Records from a data source
------------------------

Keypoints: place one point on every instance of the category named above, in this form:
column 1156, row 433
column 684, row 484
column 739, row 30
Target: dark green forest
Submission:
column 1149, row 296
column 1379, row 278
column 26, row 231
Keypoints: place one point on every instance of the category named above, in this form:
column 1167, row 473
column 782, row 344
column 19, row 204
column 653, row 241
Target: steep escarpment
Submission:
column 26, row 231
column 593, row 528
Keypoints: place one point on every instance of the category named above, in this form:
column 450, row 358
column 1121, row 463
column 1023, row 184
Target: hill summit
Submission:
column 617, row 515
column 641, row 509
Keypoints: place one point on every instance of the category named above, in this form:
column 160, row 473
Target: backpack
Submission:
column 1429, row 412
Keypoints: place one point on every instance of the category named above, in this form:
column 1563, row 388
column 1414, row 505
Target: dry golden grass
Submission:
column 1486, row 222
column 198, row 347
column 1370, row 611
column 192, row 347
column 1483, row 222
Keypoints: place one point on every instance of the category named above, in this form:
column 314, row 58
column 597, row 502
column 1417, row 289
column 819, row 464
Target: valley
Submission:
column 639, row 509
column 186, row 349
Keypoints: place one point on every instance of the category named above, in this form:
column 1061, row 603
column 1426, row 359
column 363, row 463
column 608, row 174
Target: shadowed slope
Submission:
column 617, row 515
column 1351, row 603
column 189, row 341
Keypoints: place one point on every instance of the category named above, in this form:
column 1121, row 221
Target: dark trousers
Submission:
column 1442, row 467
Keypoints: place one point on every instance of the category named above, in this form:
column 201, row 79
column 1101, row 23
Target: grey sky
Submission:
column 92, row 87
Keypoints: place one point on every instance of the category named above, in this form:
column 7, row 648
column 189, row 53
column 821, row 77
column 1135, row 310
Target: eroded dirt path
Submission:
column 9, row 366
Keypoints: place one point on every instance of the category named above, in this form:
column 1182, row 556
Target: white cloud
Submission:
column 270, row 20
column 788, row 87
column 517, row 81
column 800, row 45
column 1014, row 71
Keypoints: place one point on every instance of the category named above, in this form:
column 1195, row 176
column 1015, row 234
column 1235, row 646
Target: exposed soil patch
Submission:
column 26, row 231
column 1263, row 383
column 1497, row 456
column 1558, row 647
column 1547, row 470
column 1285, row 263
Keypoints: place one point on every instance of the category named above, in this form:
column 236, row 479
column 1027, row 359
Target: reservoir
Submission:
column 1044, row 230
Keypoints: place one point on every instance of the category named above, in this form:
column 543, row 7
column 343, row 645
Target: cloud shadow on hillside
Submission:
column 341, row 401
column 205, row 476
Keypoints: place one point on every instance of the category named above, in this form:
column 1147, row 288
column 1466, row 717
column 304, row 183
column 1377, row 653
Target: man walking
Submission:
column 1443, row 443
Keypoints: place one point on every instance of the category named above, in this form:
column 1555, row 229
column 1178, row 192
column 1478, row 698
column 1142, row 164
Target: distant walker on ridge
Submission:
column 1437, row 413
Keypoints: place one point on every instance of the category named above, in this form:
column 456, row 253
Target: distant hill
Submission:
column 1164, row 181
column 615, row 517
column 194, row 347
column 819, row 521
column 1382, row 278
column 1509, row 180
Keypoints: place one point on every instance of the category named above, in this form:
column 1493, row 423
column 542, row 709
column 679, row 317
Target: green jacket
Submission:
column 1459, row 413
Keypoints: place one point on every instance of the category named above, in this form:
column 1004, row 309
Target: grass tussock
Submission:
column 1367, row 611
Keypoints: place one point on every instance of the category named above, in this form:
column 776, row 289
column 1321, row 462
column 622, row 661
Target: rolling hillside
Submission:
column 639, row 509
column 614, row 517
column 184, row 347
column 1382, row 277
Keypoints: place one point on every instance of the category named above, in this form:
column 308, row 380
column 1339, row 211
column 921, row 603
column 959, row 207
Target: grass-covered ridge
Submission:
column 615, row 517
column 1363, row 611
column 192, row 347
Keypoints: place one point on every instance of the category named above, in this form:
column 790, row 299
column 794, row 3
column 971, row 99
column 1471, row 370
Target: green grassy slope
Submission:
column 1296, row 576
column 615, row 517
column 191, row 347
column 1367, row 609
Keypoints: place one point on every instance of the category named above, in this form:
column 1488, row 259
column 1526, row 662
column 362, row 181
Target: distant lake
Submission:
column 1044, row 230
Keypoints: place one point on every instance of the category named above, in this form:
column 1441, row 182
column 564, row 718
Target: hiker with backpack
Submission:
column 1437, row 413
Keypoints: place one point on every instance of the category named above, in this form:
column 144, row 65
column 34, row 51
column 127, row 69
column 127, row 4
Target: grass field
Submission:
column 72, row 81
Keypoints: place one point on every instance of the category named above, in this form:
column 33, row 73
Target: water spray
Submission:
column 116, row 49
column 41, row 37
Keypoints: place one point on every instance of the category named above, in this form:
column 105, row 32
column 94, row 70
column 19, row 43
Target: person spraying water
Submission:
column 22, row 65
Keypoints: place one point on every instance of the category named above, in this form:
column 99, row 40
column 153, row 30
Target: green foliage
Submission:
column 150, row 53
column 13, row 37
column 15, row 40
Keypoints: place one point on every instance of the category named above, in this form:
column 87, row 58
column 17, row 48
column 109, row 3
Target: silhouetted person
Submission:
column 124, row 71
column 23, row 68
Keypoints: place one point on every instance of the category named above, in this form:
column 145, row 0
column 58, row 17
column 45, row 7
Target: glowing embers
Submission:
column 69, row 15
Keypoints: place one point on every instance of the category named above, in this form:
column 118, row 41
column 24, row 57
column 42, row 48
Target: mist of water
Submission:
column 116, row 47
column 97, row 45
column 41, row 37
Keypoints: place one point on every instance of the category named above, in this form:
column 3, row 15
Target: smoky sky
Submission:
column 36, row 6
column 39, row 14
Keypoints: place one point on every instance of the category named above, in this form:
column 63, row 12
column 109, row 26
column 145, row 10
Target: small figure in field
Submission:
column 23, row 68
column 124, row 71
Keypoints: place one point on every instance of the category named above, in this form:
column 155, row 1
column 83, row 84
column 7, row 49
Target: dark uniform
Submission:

------------------------

- **Work to complete**
Transcribe the material exactly as it reads.

- **Result of this task**
Keypoints: place one point on every instance of the category named above, in this form:
column 1156, row 433
column 684, row 484
column 739, row 30
Target: dark green forest
Submission:
column 1149, row 296
column 1379, row 278
column 26, row 231
Keypoints: place one point on every instance of the category named above, in this form:
column 1167, row 473
column 782, row 344
column 19, row 204
column 653, row 241
Target: steep escarpment
Submission:
column 26, row 231
column 593, row 528
Keypoints: place one point on every instance of the category named above, in this form:
column 450, row 358
column 1121, row 463
column 1023, row 184
Target: hill summit
Submission:
column 617, row 515
column 641, row 509
Keypoints: place one point on every instance of the category named above, in this form:
column 160, row 473
Target: backpack
Submission:
column 1429, row 412
Keypoints: place one point on every instance of the category named above, in this form:
column 1563, row 388
column 1414, row 505
Target: dry golden grass
Submission:
column 1486, row 222
column 198, row 347
column 1370, row 611
column 192, row 347
column 1483, row 222
Keypoints: place one point on every instance of the category named above, in this form:
column 314, row 58
column 597, row 502
column 1417, row 289
column 819, row 464
Target: valley
Submission:
column 639, row 509
column 186, row 349
Keypoints: place one point on every instance of the category named above, in this form:
column 1061, row 603
column 1426, row 359
column 363, row 463
column 608, row 174
Target: shadowed slope
Submission:
column 617, row 515
column 1351, row 603
column 189, row 341
Keypoints: place one point on every instance of the category named above, in this form:
column 1121, row 221
Target: dark trousers
Submission:
column 1442, row 467
Keypoints: place one point on every instance of the category named above, in this form:
column 201, row 79
column 1101, row 23
Target: grey sky
Submission:
column 92, row 87
Keypoints: place one point on every instance of the category named above, in this form:
column 7, row 648
column 189, row 53
column 821, row 77
column 1135, row 310
Target: eroded dirt path
Submission:
column 9, row 366
Keypoints: place one point on every instance of the category named above, in this form:
column 1182, row 556
Target: white cloud
Submission:
column 270, row 20
column 788, row 87
column 517, row 81
column 800, row 45
column 1014, row 71
Keypoints: place one point on every instance of the category named above, in this form:
column 1195, row 176
column 1015, row 234
column 1235, row 646
Target: exposed soil patch
Submission:
column 26, row 231
column 1263, row 383
column 1497, row 456
column 1558, row 647
column 1547, row 470
column 1285, row 263
Keypoints: place one point on every instance of the category named above, in this form:
column 236, row 479
column 1027, row 359
Target: reservoir
Submission:
column 1044, row 230
Keypoints: place one point on every instance of the category named above, in this form:
column 543, row 7
column 343, row 645
Target: cloud shadow on hillside
Submission:
column 341, row 401
column 205, row 476
Keypoints: place one point on every instance of the category named above, in this form:
column 1147, row 288
column 1466, row 717
column 304, row 183
column 1377, row 653
Target: man walking
Submission:
column 1443, row 443
Keypoints: place one point on every instance of the category named above, in this form:
column 1555, row 229
column 1178, row 192
column 1478, row 698
column 1142, row 164
Target: distant walker on ridge
Submission:
column 1437, row 413
Keypoints: place one point on every instance of the category named above, in this form:
column 456, row 253
Target: distant hill
Submission:
column 1164, row 181
column 615, row 517
column 194, row 347
column 819, row 521
column 1382, row 278
column 1509, row 180
Keypoints: place one point on every instance of the category named above, in this form:
column 1493, row 423
column 542, row 709
column 679, row 317
Target: green jacket
Submission:
column 1459, row 413
Keypoints: place one point on every instance of the category named above, in this form:
column 1004, row 309
Target: grass tussock
Submission:
column 1367, row 611
Keypoints: place one point on every instance of the category named above, in this form:
column 776, row 289
column 1321, row 462
column 622, row 661
Target: rolling hillside
Submission:
column 639, row 509
column 614, row 517
column 184, row 347
column 1382, row 277
Keypoints: place one point on every instance of the category named above, in this form:
column 308, row 380
column 1339, row 211
column 921, row 603
column 959, row 207
Target: grass-covered ridge
Submission:
column 615, row 517
column 1363, row 611
column 192, row 347
Keypoints: place one point on every instance of the category named above, in this form:
column 790, row 299
column 794, row 3
column 971, row 99
column 1471, row 370
Target: green grassy slope
Submission:
column 1296, row 576
column 615, row 517
column 191, row 347
column 1367, row 609
Keypoints: place one point on every instance of the category named above, in this form:
column 1488, row 259
column 1526, row 662
column 362, row 181
Target: distant lake
Submission:
column 1044, row 230
Keypoints: place one point on every instance of the category named above, in this form:
column 1441, row 182
column 564, row 718
Target: hiker with backpack
Submission:
column 1437, row 413
Keypoints: place one point on every instance of the category named above, in this form:
column 144, row 65
column 34, row 51
column 127, row 69
column 127, row 4
Target: grass field
Submission:
column 72, row 81
Keypoints: place one point on every instance of the category named above, in this form:
column 33, row 73
Target: water spray
Submission:
column 116, row 49
column 41, row 37
Keypoints: place one point on every instance of the category named above, in this form:
column 105, row 32
column 94, row 70
column 19, row 43
Target: person spraying water
Submission:
column 22, row 65
Keypoints: place one point on every instance of the category named above, in this form:
column 99, row 40
column 153, row 30
Target: green foliage
Submission:
column 150, row 53
column 13, row 37
column 15, row 40
Keypoints: place one point on every instance of the category named above, in this form:
column 87, row 58
column 17, row 48
column 109, row 3
Target: silhouetted person
Submission:
column 124, row 71
column 23, row 68
Keypoints: place one point on every instance of the category named above, in this form:
column 145, row 0
column 58, row 17
column 45, row 7
Target: glowing embers
Submission:
column 69, row 15
Keypoints: place one point on every instance of the category named above, in this form:
column 118, row 41
column 24, row 57
column 42, row 48
Target: mist of water
Submission:
column 116, row 47
column 97, row 45
column 41, row 37
Keypoints: place one point on every instance of the category named above, in this form:
column 3, row 15
Target: smoky sky
Submission:
column 36, row 6
column 39, row 14
Keypoints: place one point on every instance of the category named above, in this form:
column 63, row 12
column 109, row 26
column 145, row 10
Target: small figure in field
Submission:
column 23, row 68
column 124, row 71
Keypoints: place one point on every instance of the category named above, in this form:
column 155, row 1
column 83, row 84
column 7, row 49
Target: dark uniform
Submission:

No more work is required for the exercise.